### Aufgabe
Wer hat laut den Leitsätzen zum Kündigungsschutz in der Insolvenz bei der Umsetzung eines Stilllegungsplans Ermessensspielraum? Bitte antworte mit einem kurzen Satz.

### Lesetext
====

Entscheidungsstichwort (Thema)

Ermessensspielraum bei Umsetzung eines Stilllegungsplans. Berücksichtigung sozialer Auswahlkriterien bei stufenweiser Stilllegung. Wirksamkeit der Kündigung trotz fehlender Sozialauswahl bei vertretbarem Auswahlergebnis. Anforderungen an Prüfungsmaßstab des §125 InsO. Grob fehlerhafte Auswahlentscheidung wegen Verkennung der Vergleichbarkeit von Arbeitnehmern

 

Leitsatz (redaktionell)

1. Das Kündigungsschutzgesetz findet auch in der Insolvenz Anwendung.

2. Bei der Entscheidung, welchem Arbeitnehmer zu kündigen und wer weiter zu beschäftigen ist, müssen die Grundsätze der Sozialauswahl berücksichtigt werden.

3. Der Insolvenzverwalter hat bei der Umsetzung eines Stilllegungsplans Ermessensspielraum.

====

### Einträge aus einer Sammlung
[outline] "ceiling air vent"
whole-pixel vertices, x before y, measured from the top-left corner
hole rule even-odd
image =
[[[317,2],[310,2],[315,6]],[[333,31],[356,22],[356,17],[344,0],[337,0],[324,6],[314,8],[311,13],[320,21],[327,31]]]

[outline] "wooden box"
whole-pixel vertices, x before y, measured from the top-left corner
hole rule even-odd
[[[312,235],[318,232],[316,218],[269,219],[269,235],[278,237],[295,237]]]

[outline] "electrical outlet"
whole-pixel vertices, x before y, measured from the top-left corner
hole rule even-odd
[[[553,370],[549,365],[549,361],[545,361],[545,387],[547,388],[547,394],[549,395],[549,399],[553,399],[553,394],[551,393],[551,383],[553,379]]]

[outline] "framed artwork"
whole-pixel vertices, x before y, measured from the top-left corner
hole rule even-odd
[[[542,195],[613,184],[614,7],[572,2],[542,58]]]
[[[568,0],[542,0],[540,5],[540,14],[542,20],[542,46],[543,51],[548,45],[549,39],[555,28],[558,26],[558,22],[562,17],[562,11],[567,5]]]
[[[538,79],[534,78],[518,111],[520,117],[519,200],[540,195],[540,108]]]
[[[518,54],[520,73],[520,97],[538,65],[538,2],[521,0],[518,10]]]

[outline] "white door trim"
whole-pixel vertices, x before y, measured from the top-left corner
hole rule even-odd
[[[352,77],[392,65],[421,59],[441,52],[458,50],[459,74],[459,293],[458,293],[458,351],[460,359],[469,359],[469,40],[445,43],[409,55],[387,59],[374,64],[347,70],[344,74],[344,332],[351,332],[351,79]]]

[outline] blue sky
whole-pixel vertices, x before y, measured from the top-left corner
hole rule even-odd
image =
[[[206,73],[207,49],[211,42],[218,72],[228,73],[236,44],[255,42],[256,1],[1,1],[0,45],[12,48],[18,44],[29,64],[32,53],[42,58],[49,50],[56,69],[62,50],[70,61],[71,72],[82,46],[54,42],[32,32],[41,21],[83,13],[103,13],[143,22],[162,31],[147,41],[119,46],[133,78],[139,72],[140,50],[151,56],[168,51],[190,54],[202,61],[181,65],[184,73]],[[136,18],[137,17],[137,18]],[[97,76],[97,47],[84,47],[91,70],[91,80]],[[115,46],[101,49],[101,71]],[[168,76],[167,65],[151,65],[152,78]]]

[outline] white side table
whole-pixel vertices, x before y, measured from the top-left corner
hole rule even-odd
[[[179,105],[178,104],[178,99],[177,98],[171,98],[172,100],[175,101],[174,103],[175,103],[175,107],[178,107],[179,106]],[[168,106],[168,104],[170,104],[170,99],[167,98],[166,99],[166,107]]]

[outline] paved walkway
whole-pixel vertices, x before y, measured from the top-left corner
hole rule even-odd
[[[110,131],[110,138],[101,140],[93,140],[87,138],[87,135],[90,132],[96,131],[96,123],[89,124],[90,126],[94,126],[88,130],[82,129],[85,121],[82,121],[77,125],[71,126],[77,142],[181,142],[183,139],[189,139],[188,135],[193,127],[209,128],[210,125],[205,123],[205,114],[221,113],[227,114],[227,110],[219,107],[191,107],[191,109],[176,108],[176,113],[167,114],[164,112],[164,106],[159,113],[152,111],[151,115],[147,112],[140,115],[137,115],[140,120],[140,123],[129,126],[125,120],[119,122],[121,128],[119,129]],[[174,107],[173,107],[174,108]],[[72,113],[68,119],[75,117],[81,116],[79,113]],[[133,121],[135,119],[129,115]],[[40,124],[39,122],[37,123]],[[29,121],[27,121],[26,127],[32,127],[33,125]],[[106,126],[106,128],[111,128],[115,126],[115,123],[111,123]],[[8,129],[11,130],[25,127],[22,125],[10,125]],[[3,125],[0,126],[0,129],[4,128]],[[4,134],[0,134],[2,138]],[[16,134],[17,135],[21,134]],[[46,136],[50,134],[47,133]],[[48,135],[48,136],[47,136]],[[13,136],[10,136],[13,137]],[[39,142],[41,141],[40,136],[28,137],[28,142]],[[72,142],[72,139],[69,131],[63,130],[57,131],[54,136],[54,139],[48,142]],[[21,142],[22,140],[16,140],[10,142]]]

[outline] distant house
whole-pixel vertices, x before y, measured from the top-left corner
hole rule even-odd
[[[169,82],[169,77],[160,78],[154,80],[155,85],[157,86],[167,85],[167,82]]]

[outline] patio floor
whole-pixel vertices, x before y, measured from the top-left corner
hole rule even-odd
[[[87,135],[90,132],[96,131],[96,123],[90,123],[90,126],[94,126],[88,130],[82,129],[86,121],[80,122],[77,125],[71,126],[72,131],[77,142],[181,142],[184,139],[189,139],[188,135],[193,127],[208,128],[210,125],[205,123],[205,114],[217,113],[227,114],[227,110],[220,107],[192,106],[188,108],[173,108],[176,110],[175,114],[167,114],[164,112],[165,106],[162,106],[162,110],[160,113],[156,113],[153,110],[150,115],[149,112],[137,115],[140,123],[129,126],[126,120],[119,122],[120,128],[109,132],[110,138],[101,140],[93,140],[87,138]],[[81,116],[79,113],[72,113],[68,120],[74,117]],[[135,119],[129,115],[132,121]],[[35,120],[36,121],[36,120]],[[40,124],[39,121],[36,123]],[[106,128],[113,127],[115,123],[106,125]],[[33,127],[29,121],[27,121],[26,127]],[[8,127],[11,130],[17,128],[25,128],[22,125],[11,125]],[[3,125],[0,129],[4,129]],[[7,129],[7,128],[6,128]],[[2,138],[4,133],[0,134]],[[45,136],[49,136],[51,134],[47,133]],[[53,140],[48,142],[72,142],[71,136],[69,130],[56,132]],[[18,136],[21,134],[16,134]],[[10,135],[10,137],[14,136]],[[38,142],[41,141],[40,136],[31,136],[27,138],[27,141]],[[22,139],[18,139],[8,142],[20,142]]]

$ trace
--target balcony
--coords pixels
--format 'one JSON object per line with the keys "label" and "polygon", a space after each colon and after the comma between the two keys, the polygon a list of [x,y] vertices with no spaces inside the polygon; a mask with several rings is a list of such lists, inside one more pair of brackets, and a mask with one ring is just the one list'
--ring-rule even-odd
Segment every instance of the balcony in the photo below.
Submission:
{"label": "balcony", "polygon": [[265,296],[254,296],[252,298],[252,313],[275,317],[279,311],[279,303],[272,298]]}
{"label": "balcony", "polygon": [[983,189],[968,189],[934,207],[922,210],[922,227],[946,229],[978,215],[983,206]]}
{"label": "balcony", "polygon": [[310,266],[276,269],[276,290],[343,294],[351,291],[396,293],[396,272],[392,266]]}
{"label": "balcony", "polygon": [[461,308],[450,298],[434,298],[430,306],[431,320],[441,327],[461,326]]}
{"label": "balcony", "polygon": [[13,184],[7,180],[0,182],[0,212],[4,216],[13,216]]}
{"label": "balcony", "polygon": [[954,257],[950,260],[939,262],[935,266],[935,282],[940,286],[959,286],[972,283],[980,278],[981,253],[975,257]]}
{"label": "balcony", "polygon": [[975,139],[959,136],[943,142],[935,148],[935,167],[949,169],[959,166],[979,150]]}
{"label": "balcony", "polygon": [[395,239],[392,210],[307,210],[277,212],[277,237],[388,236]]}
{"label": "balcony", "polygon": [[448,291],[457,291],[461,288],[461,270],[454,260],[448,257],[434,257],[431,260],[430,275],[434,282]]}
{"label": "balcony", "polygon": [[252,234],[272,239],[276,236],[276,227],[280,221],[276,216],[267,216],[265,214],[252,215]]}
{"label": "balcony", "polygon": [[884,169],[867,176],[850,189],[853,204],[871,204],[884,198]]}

====

### Antwort
Der Insolvenzverwalter hat bei der Umsetzung eines Stilllegungsplans Ermessensspielraum.